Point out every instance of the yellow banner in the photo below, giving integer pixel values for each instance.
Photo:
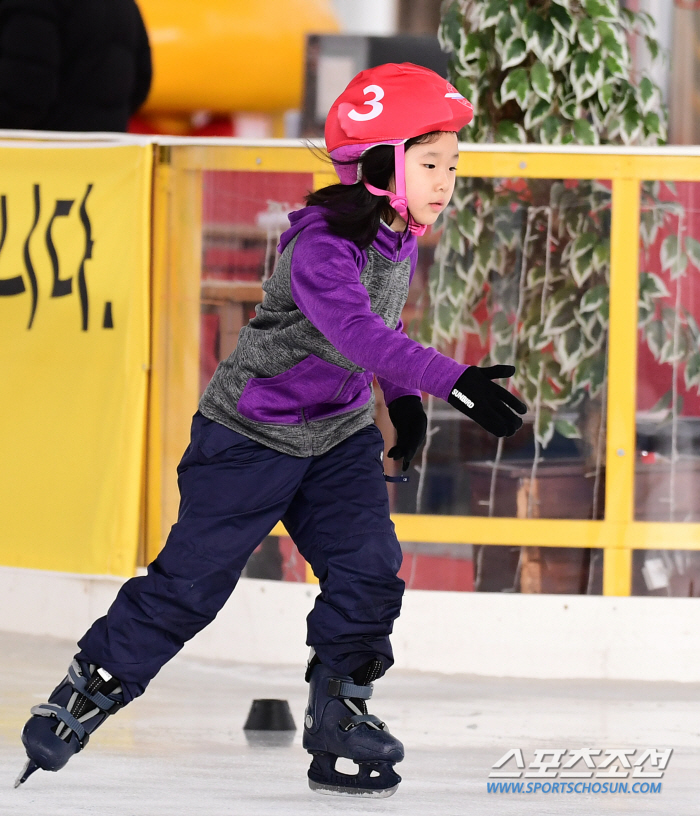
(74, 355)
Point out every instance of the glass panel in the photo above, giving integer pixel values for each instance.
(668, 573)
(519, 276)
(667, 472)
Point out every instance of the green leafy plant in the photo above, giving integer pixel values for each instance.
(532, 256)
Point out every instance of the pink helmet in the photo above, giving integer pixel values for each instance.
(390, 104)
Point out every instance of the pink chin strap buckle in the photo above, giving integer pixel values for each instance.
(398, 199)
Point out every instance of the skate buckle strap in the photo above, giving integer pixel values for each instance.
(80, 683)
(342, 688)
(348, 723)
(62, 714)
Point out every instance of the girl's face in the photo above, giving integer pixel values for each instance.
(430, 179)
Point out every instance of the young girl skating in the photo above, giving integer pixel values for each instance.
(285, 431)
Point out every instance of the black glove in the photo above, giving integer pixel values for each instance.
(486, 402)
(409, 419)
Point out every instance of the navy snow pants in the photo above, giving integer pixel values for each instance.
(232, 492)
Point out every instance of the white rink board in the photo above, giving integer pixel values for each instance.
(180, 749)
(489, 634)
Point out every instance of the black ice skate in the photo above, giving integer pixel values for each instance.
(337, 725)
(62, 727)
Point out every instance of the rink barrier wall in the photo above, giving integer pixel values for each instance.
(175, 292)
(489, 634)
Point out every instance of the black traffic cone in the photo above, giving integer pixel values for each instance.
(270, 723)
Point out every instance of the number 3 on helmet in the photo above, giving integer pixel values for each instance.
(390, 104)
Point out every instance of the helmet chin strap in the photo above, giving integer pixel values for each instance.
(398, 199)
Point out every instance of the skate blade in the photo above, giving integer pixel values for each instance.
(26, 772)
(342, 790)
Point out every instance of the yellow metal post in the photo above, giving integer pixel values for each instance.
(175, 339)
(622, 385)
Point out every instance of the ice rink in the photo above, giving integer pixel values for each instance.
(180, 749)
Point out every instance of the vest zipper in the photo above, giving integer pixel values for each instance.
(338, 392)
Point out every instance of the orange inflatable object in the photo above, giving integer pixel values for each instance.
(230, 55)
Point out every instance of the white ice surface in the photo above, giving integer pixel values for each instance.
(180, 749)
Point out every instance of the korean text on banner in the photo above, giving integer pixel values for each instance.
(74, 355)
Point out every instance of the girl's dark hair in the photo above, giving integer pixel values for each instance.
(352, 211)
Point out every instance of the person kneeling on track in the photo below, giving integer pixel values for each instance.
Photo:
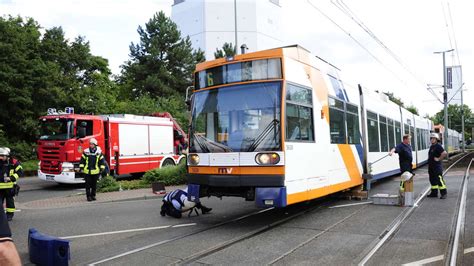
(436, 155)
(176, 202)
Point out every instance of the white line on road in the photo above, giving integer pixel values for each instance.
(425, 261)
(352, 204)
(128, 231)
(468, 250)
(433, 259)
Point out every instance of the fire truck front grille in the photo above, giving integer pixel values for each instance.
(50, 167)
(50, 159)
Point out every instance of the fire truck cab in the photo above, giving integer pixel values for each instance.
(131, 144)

::::

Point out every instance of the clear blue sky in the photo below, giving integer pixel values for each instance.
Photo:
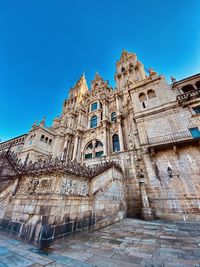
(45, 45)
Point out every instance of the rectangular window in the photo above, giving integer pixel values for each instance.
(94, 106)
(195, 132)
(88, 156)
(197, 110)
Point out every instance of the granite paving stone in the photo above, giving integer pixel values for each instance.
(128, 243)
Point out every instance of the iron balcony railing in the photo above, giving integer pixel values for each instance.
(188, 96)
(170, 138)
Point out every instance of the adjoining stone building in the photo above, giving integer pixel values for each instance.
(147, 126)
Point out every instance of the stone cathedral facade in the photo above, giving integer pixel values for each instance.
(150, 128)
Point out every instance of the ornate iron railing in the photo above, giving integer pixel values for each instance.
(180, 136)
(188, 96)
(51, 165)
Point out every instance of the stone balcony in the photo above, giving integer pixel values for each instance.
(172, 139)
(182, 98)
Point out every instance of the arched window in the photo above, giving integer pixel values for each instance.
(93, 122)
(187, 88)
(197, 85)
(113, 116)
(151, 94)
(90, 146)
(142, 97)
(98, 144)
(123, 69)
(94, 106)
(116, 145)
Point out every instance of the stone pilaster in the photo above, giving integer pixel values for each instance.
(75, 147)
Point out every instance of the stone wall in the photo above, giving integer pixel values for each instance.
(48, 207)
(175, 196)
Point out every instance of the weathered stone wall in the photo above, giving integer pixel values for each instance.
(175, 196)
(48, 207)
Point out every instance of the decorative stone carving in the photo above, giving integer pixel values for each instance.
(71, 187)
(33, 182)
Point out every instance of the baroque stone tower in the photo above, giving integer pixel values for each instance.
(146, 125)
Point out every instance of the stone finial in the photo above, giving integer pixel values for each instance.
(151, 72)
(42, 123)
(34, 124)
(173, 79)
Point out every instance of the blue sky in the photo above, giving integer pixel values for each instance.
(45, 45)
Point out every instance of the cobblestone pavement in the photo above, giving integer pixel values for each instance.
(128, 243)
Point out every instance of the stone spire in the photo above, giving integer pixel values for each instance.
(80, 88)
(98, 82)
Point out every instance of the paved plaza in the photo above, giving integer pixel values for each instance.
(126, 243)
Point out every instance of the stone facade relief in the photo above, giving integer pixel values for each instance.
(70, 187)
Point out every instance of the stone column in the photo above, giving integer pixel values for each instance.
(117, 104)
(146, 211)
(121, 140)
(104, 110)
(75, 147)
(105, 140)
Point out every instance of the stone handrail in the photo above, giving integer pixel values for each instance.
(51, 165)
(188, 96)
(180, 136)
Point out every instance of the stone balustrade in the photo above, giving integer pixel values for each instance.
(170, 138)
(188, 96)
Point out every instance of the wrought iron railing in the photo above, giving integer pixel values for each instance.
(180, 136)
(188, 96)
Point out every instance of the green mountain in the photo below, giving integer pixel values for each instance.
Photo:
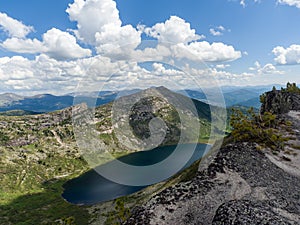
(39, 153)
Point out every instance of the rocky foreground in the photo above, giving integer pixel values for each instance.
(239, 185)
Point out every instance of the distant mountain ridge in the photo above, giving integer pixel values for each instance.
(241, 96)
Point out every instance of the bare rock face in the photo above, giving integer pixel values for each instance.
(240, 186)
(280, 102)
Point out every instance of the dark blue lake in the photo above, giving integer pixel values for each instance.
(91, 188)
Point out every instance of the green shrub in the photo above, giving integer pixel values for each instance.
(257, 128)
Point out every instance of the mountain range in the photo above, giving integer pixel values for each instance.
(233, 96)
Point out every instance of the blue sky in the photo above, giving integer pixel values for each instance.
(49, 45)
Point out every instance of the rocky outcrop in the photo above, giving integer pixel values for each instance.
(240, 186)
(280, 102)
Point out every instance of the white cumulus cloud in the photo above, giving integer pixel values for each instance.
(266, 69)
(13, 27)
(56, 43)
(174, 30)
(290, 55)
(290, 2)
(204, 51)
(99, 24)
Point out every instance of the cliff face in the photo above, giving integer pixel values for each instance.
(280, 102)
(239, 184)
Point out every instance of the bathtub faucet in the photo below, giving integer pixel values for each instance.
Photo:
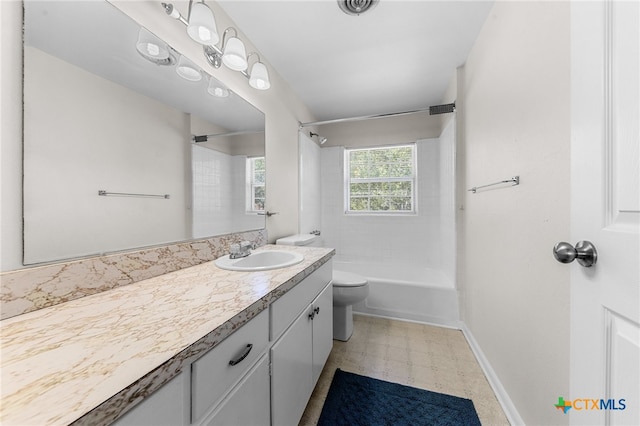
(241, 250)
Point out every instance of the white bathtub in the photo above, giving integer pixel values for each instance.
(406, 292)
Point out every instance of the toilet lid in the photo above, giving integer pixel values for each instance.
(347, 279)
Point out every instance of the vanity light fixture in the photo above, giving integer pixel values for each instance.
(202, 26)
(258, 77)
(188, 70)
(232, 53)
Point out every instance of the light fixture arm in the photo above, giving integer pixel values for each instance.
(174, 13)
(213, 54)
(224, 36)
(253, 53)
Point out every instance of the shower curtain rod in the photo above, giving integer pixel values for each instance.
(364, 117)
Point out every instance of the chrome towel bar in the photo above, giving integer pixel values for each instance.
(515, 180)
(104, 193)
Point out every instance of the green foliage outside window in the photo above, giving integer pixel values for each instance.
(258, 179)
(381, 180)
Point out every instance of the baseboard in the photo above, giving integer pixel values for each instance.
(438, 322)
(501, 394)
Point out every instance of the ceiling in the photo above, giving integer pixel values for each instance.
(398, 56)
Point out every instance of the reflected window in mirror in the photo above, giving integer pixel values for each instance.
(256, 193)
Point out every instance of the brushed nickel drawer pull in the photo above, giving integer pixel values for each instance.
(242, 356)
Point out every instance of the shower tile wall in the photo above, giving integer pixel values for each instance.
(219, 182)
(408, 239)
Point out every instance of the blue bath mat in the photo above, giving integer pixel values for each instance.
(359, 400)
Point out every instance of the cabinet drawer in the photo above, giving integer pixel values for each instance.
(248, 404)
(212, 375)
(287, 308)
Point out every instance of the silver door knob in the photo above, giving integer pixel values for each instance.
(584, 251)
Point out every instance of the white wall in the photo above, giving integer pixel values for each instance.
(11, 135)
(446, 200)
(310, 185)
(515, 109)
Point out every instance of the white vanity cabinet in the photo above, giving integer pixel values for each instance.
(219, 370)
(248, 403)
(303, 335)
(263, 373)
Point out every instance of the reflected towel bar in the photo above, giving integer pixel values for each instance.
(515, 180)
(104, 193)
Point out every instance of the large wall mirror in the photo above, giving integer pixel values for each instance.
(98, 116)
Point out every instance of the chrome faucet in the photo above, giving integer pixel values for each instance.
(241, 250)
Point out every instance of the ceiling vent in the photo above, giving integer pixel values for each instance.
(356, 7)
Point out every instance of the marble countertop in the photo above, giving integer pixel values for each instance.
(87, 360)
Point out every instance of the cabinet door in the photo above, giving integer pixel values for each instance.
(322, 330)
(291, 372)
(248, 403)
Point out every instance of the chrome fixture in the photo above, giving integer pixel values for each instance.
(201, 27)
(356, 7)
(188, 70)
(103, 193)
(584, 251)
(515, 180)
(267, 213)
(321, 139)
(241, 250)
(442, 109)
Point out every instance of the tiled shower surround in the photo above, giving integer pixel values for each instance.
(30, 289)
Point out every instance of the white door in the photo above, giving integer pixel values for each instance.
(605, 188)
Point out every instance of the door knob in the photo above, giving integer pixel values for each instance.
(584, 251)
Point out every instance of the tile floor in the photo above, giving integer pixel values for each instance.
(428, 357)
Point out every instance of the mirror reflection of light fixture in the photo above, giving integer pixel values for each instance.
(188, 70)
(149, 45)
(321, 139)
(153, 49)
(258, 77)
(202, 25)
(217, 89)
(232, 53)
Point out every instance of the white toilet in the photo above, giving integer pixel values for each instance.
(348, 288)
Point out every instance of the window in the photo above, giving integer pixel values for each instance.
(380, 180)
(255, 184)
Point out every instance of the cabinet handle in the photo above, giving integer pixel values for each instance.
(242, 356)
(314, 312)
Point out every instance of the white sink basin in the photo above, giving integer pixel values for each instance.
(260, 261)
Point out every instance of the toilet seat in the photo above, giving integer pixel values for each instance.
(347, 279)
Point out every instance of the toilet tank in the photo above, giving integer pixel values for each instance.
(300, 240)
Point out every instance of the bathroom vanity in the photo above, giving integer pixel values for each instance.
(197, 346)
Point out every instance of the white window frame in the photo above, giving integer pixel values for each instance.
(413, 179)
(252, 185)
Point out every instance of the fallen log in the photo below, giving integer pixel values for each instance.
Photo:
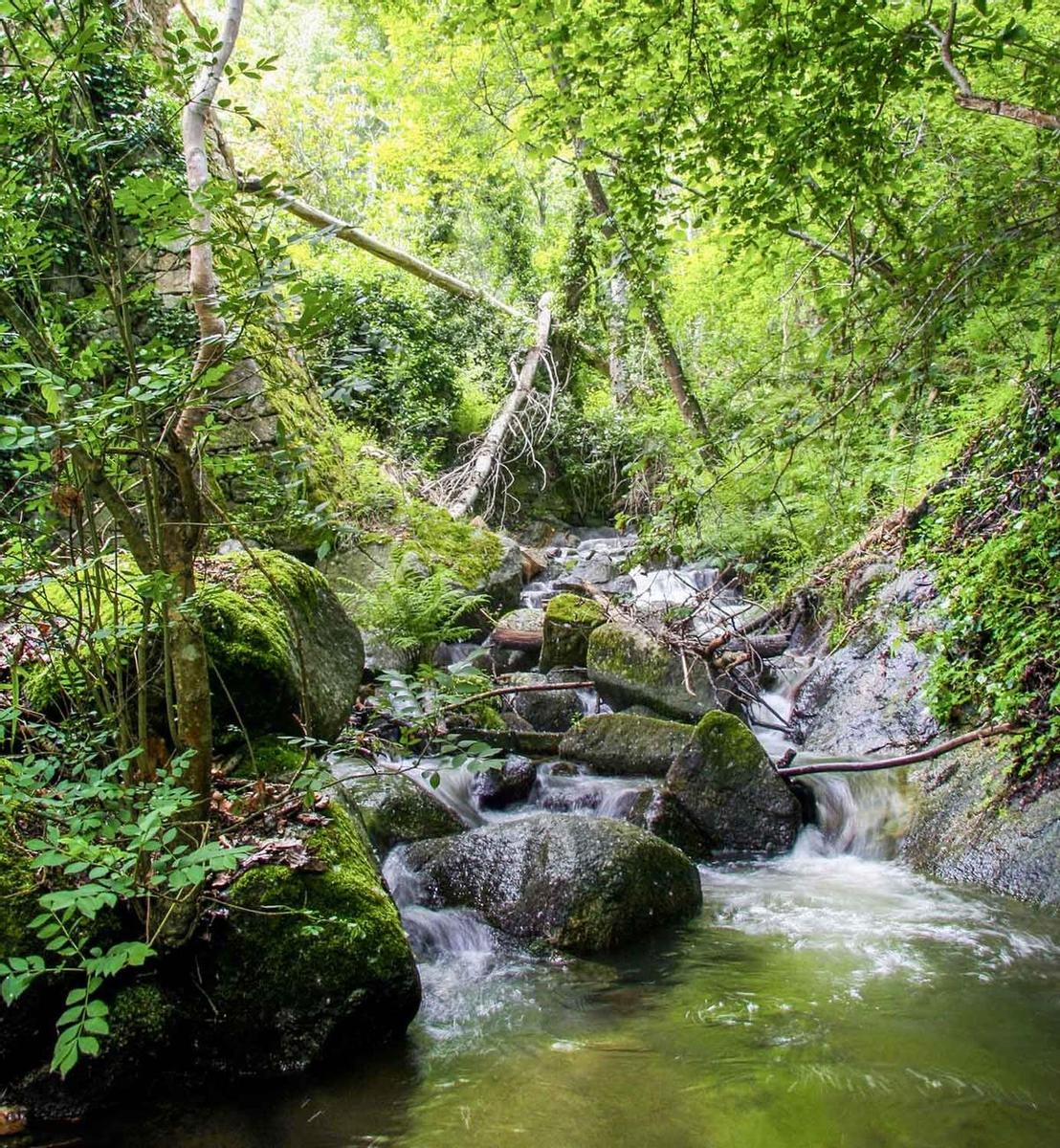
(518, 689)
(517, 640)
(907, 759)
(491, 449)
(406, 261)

::::

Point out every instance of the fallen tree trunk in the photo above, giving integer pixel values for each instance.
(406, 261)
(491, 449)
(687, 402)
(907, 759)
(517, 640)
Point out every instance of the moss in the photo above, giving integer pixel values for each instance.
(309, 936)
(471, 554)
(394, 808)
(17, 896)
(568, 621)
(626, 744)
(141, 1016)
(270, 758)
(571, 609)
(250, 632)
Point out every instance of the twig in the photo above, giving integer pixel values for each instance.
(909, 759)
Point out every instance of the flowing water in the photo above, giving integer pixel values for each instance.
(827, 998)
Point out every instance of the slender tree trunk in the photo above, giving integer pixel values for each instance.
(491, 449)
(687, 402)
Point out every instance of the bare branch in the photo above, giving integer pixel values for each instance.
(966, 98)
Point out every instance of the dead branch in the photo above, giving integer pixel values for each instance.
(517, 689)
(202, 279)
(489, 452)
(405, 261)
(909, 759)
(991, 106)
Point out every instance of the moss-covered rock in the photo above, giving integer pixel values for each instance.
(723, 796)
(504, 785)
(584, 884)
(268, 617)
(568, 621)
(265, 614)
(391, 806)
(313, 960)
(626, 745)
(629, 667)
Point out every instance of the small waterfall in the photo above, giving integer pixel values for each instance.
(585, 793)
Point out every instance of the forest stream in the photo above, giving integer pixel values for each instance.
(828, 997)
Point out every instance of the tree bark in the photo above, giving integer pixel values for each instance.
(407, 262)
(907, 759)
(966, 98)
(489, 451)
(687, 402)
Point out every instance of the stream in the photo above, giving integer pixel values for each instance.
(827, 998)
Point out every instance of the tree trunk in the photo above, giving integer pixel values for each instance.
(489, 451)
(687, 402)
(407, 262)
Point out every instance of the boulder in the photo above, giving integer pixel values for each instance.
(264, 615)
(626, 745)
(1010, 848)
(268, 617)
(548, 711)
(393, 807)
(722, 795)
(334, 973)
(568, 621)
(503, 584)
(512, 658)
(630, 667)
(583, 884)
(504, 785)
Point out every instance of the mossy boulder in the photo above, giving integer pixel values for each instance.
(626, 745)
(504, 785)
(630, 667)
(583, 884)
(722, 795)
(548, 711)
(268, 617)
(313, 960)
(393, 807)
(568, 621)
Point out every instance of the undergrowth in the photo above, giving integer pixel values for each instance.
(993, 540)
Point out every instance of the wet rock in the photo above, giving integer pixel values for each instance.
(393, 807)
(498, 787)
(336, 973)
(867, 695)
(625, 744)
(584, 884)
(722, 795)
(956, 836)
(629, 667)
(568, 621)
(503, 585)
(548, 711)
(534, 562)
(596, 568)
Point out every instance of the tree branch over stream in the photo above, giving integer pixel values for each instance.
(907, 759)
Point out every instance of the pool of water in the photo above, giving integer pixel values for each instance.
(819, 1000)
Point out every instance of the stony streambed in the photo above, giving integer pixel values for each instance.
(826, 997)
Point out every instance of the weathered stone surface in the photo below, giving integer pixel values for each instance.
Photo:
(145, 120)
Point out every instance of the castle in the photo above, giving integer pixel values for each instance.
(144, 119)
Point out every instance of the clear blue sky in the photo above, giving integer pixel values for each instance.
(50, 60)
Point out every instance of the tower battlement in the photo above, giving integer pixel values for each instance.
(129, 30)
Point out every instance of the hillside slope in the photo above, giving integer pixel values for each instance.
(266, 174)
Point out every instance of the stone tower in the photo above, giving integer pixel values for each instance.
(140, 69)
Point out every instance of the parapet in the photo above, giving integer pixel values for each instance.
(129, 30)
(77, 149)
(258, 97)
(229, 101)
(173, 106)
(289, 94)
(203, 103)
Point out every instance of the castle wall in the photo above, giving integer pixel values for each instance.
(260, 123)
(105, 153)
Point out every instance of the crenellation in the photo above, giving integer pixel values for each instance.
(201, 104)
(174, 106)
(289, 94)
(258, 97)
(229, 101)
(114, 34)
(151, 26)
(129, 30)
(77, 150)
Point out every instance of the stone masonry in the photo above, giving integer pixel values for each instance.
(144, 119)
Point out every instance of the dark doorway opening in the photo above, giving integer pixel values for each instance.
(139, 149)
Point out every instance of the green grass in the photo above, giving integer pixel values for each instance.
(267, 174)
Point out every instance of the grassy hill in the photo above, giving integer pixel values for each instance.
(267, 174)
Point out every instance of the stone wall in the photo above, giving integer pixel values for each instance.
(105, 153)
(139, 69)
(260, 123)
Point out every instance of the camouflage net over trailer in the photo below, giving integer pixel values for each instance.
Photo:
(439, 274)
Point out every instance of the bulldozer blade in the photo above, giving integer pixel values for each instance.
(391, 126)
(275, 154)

::::

Problem details
List every line of the records above that contains the word "dark", copying each line in full.

Solution to the exercise
Point out every instance of the girl's dark hair in the photo above, giving integer pixel values for each instance.
Point out every instance of the dark blue lake in the photo above, giving integer pixel values for each instance.
Point out every instance of the dark doorway opening in the photo above, giving integer pixel values for each instance.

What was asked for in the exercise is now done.